**Required task**. Print the lines below without any changes, from the line containing "Would you be able to show me where the baby" through the line containing "[109,144,135,187]", with both of those lines included.

**Entries shown**.
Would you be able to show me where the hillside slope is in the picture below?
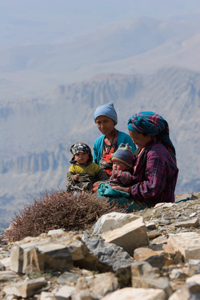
[0,68,200,227]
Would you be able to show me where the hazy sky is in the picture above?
[0,0,200,45]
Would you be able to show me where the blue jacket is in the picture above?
[93,131,136,165]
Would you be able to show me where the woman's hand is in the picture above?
[112,185,127,193]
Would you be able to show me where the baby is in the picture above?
[67,142,108,191]
[109,144,135,187]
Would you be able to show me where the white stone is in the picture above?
[186,274,200,285]
[3,277,47,297]
[168,232,200,261]
[0,257,11,268]
[40,292,56,300]
[93,212,139,234]
[47,229,65,236]
[101,288,166,300]
[0,271,19,282]
[154,202,176,209]
[55,285,75,300]
[101,217,149,256]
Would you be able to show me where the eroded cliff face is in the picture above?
[0,68,200,229]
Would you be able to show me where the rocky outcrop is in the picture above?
[0,194,200,300]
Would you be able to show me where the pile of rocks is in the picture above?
[0,193,200,300]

**Written answer**.
Would you be able to show me where the baby is in the picture above?
[67,142,108,191]
[109,144,135,187]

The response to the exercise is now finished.